Objective: Write out exactly the lines below that run from the line containing "of the mountain" through the last line of the records.

Supplied material:
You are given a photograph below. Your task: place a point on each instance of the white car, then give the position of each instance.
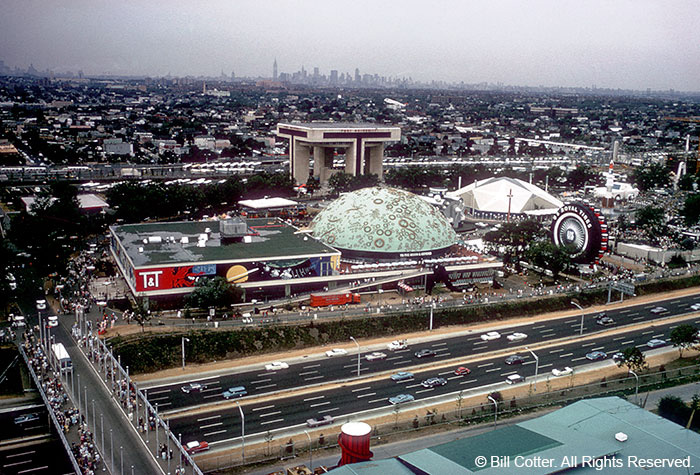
(490, 336)
(562, 372)
(277, 365)
(397, 345)
(517, 336)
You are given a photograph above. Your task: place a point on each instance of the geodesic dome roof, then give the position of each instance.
(383, 220)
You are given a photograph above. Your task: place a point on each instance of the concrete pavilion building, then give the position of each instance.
(505, 198)
(379, 223)
(363, 145)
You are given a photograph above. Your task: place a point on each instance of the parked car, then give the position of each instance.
(193, 388)
(401, 398)
(596, 355)
(319, 421)
(196, 446)
(514, 378)
(425, 353)
(237, 391)
(656, 343)
(562, 372)
(517, 336)
(397, 345)
(276, 366)
(402, 376)
(434, 382)
(490, 336)
(376, 355)
(515, 359)
(604, 320)
(25, 418)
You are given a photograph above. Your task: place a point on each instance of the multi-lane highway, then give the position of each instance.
(348, 397)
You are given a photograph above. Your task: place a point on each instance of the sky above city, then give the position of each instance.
(629, 44)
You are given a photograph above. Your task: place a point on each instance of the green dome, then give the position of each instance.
(381, 221)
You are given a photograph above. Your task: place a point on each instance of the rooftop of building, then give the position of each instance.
(265, 238)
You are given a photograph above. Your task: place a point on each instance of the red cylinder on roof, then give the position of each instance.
(354, 441)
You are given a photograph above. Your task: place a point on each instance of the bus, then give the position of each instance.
(62, 357)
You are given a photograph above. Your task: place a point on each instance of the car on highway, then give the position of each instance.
(195, 446)
(517, 336)
(656, 343)
(237, 391)
(276, 366)
(193, 388)
(400, 399)
(515, 359)
(604, 320)
(596, 355)
(319, 421)
(490, 336)
(397, 345)
(375, 355)
(434, 382)
(26, 418)
(514, 378)
(425, 353)
(562, 372)
(402, 376)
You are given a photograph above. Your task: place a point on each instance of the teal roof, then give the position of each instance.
(384, 220)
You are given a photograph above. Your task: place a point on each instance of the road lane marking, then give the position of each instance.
(215, 424)
(267, 414)
(271, 422)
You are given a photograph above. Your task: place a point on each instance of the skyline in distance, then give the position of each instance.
(624, 44)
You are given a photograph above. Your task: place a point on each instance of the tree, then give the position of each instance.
(633, 359)
(683, 337)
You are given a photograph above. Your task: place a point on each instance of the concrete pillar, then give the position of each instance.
(301, 162)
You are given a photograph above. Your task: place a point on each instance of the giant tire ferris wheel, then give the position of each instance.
(582, 231)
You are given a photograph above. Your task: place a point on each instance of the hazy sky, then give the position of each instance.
(635, 44)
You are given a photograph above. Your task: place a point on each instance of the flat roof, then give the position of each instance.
(270, 238)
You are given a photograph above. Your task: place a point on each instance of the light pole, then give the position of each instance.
(537, 365)
(311, 455)
(575, 303)
(358, 355)
(240, 409)
(183, 350)
(495, 414)
(636, 386)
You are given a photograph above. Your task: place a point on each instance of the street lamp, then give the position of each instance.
(575, 303)
(537, 365)
(183, 350)
(495, 414)
(242, 430)
(358, 355)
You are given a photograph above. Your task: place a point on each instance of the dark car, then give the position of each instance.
(596, 355)
(515, 359)
(434, 382)
(424, 353)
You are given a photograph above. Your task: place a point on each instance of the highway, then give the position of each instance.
(218, 425)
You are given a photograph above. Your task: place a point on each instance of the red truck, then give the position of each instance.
(333, 299)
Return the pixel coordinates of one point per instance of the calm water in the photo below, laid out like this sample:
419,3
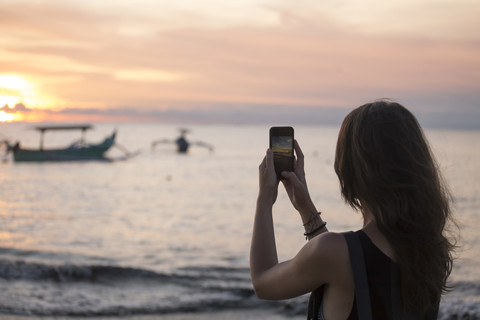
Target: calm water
164,232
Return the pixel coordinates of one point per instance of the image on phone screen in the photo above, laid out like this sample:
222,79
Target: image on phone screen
282,153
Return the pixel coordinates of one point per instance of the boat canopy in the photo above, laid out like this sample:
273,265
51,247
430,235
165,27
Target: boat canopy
83,127
64,127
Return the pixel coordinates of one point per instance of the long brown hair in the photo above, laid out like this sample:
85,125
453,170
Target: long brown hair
385,167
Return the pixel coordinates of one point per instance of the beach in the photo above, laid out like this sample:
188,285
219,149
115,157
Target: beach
166,236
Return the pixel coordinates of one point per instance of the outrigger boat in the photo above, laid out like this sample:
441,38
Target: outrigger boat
78,151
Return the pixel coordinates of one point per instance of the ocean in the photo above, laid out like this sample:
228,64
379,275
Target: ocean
163,235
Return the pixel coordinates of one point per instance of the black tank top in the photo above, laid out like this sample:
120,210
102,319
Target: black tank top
379,269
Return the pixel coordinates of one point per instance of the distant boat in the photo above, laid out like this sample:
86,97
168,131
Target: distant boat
78,151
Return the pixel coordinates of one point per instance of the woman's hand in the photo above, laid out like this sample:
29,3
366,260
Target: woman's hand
268,179
296,186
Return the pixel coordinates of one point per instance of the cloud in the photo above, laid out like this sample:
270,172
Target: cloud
104,54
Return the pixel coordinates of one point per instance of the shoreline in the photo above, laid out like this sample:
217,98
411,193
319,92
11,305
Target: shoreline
213,315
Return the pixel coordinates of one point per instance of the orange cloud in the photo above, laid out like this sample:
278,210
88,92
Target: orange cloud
93,58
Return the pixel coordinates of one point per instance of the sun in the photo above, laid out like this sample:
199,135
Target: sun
6,117
15,89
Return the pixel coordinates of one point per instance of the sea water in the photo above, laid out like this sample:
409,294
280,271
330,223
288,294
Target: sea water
163,232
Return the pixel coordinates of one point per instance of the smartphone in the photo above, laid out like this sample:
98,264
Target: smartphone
281,143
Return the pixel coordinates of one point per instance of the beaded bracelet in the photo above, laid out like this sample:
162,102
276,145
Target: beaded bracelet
307,234
311,220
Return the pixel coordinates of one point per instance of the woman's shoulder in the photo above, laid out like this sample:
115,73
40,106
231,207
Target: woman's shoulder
330,247
330,251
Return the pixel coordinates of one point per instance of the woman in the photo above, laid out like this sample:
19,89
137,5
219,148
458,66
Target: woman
387,172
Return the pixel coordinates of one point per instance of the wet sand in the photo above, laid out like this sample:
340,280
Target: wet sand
217,315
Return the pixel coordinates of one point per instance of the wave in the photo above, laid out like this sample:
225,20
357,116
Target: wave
108,290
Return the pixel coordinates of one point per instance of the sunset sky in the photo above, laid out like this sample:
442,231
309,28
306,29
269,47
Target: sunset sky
237,60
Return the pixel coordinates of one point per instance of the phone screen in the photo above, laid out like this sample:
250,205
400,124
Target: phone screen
281,143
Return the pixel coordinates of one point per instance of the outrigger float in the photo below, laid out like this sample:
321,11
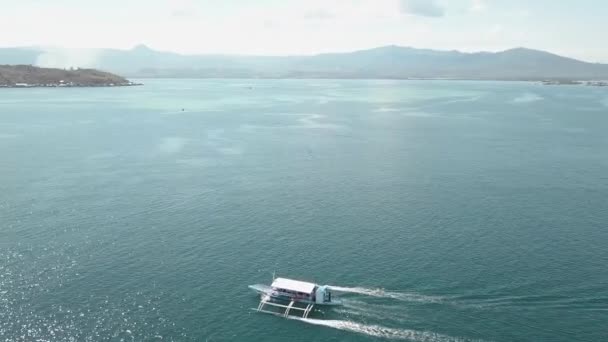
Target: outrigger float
294,292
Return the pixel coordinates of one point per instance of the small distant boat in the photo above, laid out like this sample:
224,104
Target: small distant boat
293,292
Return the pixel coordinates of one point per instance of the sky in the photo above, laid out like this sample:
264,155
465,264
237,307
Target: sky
574,28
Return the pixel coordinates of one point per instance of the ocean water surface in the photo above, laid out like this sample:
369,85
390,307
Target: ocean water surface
442,210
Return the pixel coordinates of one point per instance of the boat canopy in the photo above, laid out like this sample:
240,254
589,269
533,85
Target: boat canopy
293,285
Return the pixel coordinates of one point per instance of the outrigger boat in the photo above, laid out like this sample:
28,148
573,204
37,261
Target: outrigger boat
293,292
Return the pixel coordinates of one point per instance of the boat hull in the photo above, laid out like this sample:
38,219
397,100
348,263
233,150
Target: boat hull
265,290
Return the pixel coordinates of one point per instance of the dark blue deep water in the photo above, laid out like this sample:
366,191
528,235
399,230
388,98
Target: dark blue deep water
446,210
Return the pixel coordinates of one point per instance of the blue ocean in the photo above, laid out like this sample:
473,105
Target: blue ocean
440,210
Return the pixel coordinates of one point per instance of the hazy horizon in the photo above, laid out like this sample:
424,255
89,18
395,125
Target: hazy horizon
279,28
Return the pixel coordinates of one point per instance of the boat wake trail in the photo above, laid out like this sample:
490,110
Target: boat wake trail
382,332
381,293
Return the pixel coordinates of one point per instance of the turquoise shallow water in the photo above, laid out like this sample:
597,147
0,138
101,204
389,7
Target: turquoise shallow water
447,211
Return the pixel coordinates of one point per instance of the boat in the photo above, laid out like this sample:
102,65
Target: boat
290,294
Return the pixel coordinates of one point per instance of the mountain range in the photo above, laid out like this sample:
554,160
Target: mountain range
393,62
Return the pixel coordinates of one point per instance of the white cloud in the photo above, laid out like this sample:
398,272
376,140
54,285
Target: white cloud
478,6
425,8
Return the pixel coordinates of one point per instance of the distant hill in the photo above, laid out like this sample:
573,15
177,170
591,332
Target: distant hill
31,76
384,62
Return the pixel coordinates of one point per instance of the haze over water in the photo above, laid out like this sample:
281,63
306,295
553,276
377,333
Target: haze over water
444,210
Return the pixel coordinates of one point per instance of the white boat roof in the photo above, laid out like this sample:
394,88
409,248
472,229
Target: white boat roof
293,285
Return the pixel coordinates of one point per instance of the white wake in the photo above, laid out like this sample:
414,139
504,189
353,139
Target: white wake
381,293
383,332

Solution to this problem:
Return the pixel coordinates of one point per instance of the mountain range in the photo above, laid out like this sample:
554,160
Target: mountain range
393,62
Return the pixel coordinates of one point per instance of the white cloud in the photo above, laid out like this sample:
398,272
376,140
54,285
Target: white cloud
478,6
425,8
Return the pixel coordinates of one point per instance of the distant hill in the photo above, laid out like this sample:
573,15
177,170
591,332
Target: distant hill
31,76
384,62
Return the pixel coordinates of one point per instance of the haze over water in the photo above, laid out like this sample:
281,63
306,295
553,276
377,333
Target: haze over water
444,210
Return the pixel coordinates of one point per instance of the white boat roof in the photo above, laid out like this sample:
394,88
409,248
472,229
Target: white boat roof
293,285
Return the pixel coordinates of one point per instance of the white wake in the photo above, laid out like this sample:
414,139
504,189
353,139
Target: white wake
381,293
383,332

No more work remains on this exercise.